**Objective 1:** Rewrite the entries from their first line up to and including the line with "POLYGON ((161 151, 158", swapping "woman's hand" for "woman's arm" and leaving everything else unchanged.

# Can 2 leisure batteries power a 1000 watt inverter?



## adam_l (Jan 21, 2008)

I delved into the battery system on my oldish van recently and discovered that instead of a engine battery and 2 leisure batteries that I thought it had, it actually has 3 90 AH starter batteries wired in parallel.

There is a huge cable connecting the battery in the engine bay to the 2 other batteries under the drivers seat.
There is no split charger that I can find.


The wiring wouldn't have been like that originally, and I began to wonder why it had been changed? At first glance it seems that traditional split charging system would be better.

However, the previous owners have added a large inverter and then I wondered if the reason for the 3 batts in parallel was to deliver sufficient power to the inverter?

I am think about putting it back to a 1 engine batt + 2 leisure batts with split charging. 
Would that be sensible considering the inverter or should I leave it as 3 engine type batts wired in parallel? 


Any thoughts gratefully received..

Thanks - Adam


----------



## gnscloz (Oct 4, 2008)

**Task material:**
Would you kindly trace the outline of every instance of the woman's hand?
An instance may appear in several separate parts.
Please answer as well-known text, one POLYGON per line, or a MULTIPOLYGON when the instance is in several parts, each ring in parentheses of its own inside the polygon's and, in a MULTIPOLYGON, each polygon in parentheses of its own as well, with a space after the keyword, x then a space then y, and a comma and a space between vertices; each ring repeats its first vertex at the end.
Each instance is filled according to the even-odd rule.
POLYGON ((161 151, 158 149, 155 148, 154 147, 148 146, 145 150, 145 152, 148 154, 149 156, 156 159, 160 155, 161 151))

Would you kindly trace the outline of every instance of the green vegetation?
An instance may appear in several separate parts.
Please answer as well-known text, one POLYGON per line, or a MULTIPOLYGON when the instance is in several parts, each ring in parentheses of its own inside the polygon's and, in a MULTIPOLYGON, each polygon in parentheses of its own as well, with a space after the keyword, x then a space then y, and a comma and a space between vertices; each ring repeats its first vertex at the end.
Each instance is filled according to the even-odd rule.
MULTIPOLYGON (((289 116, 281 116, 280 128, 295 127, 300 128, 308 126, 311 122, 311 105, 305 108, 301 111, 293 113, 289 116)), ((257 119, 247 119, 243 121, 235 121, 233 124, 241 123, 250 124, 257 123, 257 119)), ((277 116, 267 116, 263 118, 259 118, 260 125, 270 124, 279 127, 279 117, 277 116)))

**Objective 2:** Reproduce the battery forum thread word for word, from "## adam_l (Jan" up to and including "to the inverter?".

**Task answer 1:**
Would you kindly trace the outline of every instance of the woman's arm?
An instance may appear in several separate parts.
Please answer as well-known text, one POLYGON per line, or a MULTIPOLYGON when the instance is in several parts, each ring in parentheses of its own inside the polygon's and, in a MULTIPOLYGON, each polygon in parentheses of its own as well, with a space after the keyword, x then a space then y, and a comma and a space between vertices; each ring repeats its first vertex at the end.
Each instance is filled according to the even-odd rule.
POLYGON ((161 151, 158 149, 155 148, 154 147, 148 146, 145 150, 145 152, 148 154, 149 156, 156 159, 160 155, 161 151))

**Task answer 2:**
## adam_l (Jan 21, 2008)

I delved into the battery system on my oldish van recently and discovered that instead of a engine battery and 2 leisure batteries that I thought it had, it actually has 3 90 AH starter batteries wired in parallel.

There is a huge cable connecting the battery in the engine bay to the 2 other batteries under the drivers seat.
There is no split charger that I can find.


The wiring wouldn't have been like that originally, and I began to wonder why it had been changed? At first glance it seems that traditional split charging system would be better.

However, the previous owners have added a large inverter and then I wondered if the reason for the 3 batts in parallel was to deliver sufficient power to the inverter?